Starting with the line containing "Target = metal pool ladder" and going on through the line containing "Target = chain link fence", return the lines of the data below exactly, and only those.

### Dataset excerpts
= = = = = = =

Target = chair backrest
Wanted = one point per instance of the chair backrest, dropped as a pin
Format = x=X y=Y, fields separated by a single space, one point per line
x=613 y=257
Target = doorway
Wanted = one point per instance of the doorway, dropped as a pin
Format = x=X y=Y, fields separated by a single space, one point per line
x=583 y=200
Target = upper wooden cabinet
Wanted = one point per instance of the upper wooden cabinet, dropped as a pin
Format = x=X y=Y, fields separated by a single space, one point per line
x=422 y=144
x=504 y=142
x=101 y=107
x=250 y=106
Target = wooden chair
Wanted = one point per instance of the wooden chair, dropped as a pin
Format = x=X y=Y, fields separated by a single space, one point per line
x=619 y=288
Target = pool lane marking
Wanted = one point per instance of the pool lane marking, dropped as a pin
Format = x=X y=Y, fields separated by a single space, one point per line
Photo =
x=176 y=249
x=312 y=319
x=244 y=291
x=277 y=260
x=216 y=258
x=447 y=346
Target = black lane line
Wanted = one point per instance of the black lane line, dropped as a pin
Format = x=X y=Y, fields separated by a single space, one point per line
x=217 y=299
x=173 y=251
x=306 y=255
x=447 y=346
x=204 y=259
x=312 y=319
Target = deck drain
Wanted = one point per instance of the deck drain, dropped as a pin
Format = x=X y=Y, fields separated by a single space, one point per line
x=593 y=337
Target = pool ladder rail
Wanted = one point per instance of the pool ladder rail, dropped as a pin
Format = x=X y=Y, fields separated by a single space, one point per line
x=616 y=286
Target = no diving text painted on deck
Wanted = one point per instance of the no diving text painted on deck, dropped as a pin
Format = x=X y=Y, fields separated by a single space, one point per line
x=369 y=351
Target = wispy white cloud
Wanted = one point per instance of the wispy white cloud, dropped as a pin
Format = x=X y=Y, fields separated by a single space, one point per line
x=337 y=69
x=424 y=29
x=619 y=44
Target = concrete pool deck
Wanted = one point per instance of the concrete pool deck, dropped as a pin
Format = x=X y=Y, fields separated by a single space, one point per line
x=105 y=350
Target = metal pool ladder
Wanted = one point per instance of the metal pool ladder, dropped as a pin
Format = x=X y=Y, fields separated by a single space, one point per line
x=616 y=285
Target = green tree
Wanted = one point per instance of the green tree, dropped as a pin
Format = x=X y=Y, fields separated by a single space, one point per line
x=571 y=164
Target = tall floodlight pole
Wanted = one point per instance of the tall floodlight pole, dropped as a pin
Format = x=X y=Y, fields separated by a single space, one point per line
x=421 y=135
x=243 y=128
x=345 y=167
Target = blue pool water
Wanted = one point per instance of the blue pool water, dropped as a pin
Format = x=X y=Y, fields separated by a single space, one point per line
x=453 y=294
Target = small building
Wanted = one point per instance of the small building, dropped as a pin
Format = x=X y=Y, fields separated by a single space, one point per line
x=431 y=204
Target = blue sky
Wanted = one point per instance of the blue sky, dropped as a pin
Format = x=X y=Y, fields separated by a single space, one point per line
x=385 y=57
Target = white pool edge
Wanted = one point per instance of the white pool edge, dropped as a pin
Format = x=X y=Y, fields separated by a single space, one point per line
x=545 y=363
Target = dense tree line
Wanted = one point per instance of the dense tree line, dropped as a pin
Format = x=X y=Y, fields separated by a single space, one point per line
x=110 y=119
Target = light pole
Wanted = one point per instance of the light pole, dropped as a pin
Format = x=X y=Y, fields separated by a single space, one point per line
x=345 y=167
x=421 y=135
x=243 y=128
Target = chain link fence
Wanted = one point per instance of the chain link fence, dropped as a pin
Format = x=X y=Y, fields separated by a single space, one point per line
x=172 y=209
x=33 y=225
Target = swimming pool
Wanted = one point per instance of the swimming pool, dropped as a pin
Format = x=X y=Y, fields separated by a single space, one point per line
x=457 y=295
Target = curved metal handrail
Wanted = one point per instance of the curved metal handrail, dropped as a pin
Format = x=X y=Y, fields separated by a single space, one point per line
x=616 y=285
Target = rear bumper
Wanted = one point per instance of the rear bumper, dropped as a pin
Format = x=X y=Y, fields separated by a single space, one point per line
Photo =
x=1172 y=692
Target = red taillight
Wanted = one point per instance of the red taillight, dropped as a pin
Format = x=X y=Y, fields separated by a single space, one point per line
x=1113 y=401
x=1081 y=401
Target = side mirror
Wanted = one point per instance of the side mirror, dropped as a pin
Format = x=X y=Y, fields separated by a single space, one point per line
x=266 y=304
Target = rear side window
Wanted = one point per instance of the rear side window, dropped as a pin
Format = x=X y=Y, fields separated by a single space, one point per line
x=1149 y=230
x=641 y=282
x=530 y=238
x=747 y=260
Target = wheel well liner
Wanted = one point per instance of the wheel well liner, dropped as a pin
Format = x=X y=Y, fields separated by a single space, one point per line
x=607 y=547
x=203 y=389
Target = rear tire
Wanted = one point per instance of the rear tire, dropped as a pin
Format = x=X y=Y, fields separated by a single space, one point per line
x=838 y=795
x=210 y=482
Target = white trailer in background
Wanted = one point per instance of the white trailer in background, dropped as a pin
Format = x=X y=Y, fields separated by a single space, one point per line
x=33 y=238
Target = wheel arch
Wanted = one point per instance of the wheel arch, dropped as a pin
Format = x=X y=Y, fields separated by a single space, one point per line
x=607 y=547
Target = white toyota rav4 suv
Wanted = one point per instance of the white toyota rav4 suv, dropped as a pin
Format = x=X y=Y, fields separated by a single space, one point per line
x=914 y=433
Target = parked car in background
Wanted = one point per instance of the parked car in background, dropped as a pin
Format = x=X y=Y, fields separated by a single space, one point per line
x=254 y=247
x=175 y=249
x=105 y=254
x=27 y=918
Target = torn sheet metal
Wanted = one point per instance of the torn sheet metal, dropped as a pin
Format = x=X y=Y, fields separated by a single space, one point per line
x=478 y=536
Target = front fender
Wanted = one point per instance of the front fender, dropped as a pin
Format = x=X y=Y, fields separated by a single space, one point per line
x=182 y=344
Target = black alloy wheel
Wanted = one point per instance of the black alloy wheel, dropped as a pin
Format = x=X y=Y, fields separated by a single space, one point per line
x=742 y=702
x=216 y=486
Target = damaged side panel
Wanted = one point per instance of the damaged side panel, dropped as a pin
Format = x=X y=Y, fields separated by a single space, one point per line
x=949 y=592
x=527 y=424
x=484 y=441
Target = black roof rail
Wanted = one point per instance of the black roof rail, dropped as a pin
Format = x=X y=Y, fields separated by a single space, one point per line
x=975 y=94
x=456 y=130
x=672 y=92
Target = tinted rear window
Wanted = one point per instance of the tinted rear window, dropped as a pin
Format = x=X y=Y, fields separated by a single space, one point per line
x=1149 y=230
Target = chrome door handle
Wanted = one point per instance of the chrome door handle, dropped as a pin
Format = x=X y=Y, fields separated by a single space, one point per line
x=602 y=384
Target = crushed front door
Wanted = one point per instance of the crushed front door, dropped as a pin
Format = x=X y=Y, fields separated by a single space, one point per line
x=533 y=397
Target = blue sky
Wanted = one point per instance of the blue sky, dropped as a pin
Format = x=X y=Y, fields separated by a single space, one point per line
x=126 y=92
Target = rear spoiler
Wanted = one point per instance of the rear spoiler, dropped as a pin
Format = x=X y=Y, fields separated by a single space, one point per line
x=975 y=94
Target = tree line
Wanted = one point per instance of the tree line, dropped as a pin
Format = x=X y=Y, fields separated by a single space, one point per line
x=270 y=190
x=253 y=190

= = = = = = =

### Answer box
Target = metal pool ladder
Wanted = one point per instance of the metal pool ladder, dropped as a pin
Format = x=X y=Y, fields separated by a single space, one point per line
x=616 y=285
Target = green tree
Wanted = one point per instance of the green tree, dropped as a pin
Format = x=X y=Y, fields separated by a single space, one point per line
x=571 y=164
Target = tall floodlight pole
Wanted = one point per instance of the tall floodlight pole, dropped as a pin
Format = x=X y=Y, fields separated by a single space, one point per line
x=421 y=135
x=243 y=128
x=345 y=167
Target = blue pool water
Wanted = one point per instance of the blue pool water, dropped as a pin
Format = x=X y=Y, fields separated by a single space, one point per line
x=453 y=294
Target = small building
Wanted = one point per instance of the small building, dropped as a pin
Format = x=X y=Y, fields separated by a single space, one point per line
x=431 y=204
Target = blue sky
Wanted = one point per instance of the blue sky, dropped as a pin
Format = x=X y=Y, fields separated by a single space, one point per line
x=385 y=57
Target = white pool edge
Wanted = one point per instance of the white pool edge, dropped as a pin
Format = x=X y=Y, fields separated by a single space, one point per line
x=545 y=363
Target = dense tree line
Wanted = one point per instance of the dense tree line, dropped as a pin
Format = x=X y=Y, fields separated by a single space, one point per line
x=110 y=119
Target = light pole
Wanted = one point per instance of the light pole, dropped as a pin
Format = x=X y=Y, fields separated by a single space, one point per line
x=345 y=167
x=421 y=135
x=243 y=128
Target = chain link fence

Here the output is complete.